WORK TO DO ->
Revise the material starting at the line containing "Query: mushroom base" and ending at the last line, replacing "shoreline" with "coastline" and keeping everything else the same. Give back only those lines, and leave the pictures out.

Object location annotation data:
┌──

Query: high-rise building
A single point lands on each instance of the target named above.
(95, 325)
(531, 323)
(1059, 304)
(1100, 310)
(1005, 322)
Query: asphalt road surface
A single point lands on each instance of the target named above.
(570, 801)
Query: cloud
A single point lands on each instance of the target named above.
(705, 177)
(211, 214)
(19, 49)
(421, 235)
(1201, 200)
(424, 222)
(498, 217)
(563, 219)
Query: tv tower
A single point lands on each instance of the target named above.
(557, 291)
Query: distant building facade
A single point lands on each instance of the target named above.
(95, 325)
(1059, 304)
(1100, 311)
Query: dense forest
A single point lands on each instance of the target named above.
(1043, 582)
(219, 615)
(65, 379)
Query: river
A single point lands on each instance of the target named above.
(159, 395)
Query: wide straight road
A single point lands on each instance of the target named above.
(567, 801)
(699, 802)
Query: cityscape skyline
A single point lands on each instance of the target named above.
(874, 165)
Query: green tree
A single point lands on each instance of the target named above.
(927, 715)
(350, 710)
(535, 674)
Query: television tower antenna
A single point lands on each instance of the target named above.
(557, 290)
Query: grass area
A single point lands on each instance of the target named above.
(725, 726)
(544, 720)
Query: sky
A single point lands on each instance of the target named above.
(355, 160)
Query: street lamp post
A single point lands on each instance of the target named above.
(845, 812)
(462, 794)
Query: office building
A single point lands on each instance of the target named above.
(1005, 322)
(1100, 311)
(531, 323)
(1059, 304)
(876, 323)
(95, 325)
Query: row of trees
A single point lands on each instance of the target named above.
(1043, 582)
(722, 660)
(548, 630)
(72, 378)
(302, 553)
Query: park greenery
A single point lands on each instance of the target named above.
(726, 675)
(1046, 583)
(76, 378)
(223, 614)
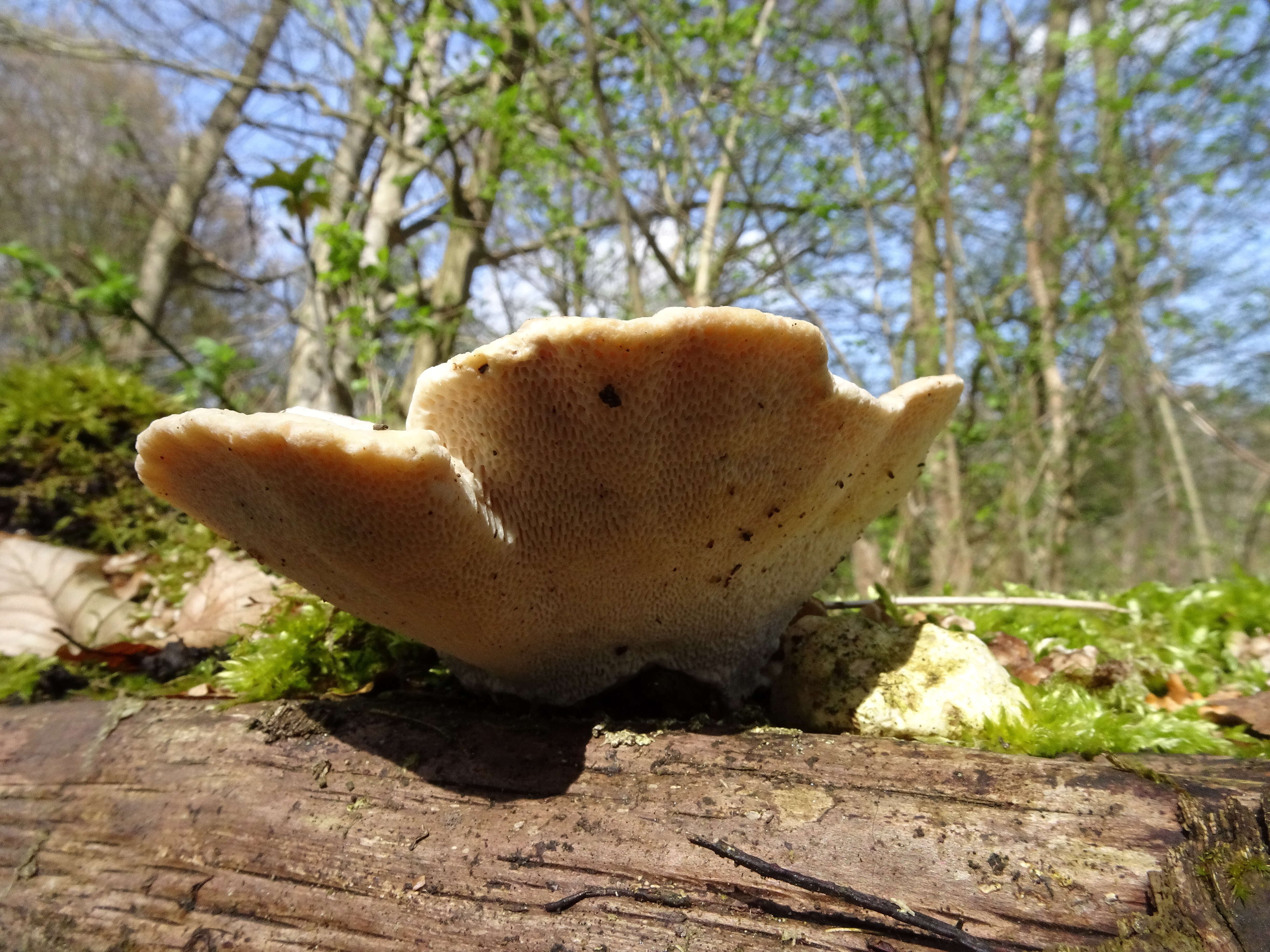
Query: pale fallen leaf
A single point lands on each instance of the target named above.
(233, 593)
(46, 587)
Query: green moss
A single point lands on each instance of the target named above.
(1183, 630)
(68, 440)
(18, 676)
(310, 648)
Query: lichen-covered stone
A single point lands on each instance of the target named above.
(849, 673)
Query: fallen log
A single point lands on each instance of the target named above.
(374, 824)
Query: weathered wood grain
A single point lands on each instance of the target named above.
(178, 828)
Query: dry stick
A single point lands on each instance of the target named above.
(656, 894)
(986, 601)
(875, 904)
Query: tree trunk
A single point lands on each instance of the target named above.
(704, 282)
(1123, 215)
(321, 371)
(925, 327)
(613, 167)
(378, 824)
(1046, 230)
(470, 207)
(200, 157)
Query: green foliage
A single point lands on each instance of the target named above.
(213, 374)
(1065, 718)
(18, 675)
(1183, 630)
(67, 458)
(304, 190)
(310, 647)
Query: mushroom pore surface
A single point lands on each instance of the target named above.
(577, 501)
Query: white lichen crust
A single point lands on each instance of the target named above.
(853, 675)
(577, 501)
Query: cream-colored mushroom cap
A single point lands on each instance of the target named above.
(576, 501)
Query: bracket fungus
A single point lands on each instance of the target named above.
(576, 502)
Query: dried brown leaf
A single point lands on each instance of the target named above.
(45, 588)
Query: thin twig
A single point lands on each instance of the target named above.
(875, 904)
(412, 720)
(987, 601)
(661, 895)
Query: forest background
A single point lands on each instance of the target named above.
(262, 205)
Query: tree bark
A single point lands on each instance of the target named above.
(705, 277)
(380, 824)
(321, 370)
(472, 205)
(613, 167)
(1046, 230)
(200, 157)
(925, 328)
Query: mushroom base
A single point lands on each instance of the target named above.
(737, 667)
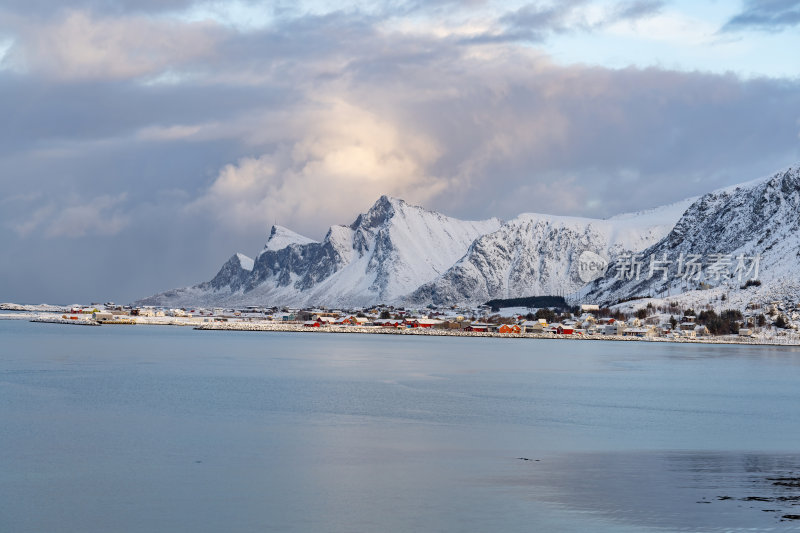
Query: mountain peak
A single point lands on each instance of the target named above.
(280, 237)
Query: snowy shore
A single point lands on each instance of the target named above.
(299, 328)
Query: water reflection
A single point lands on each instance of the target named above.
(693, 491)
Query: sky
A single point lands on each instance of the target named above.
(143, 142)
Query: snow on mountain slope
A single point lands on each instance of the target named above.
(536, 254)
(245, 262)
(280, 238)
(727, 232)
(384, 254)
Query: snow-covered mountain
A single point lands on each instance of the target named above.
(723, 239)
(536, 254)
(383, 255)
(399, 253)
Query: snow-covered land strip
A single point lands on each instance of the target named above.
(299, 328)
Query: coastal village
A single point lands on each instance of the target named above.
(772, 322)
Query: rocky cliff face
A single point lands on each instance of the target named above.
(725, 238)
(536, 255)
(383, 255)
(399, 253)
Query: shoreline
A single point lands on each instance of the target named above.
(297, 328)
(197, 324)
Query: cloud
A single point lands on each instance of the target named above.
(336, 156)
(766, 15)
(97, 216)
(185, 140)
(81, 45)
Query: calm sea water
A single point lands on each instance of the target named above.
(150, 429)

└──

FULL SOLUTION ->
Query: mushroom base
A single point lands on each instance of the target named above.
(737, 667)
Query: mountain peak
A single point lands on each instance of the target named above.
(280, 237)
Query: snowy shore
A single point lands on each instance of the target named above.
(299, 328)
Query: water reflection
A single point lands on each instance of the target named above.
(693, 491)
Query: sky
A single point lands on each instance of the target named above.
(143, 142)
Query: snow on mountain slope
A single point lands on each instance of the target named above.
(536, 254)
(245, 262)
(280, 238)
(727, 232)
(384, 254)
Query: snow-covered mountain
A single point lands on each instance of the target named above.
(723, 239)
(536, 254)
(383, 255)
(399, 253)
Query: snow-covered land strip
A single point lands on each instance of the target named above.
(299, 328)
Query: coastal village
A single point lands on each instance of the target named above.
(772, 322)
Query: rocky cliff face
A single point lands on each instance of the target named above.
(725, 238)
(536, 255)
(383, 255)
(399, 253)
Query: coastline
A single point lands on each instance of the target named above.
(297, 328)
(197, 324)
Query: cloud
A single point lands on each instance of the target named above.
(336, 156)
(766, 15)
(97, 216)
(185, 140)
(81, 45)
Query: calm sea water
A single point lands on each instance of the target named above.
(150, 429)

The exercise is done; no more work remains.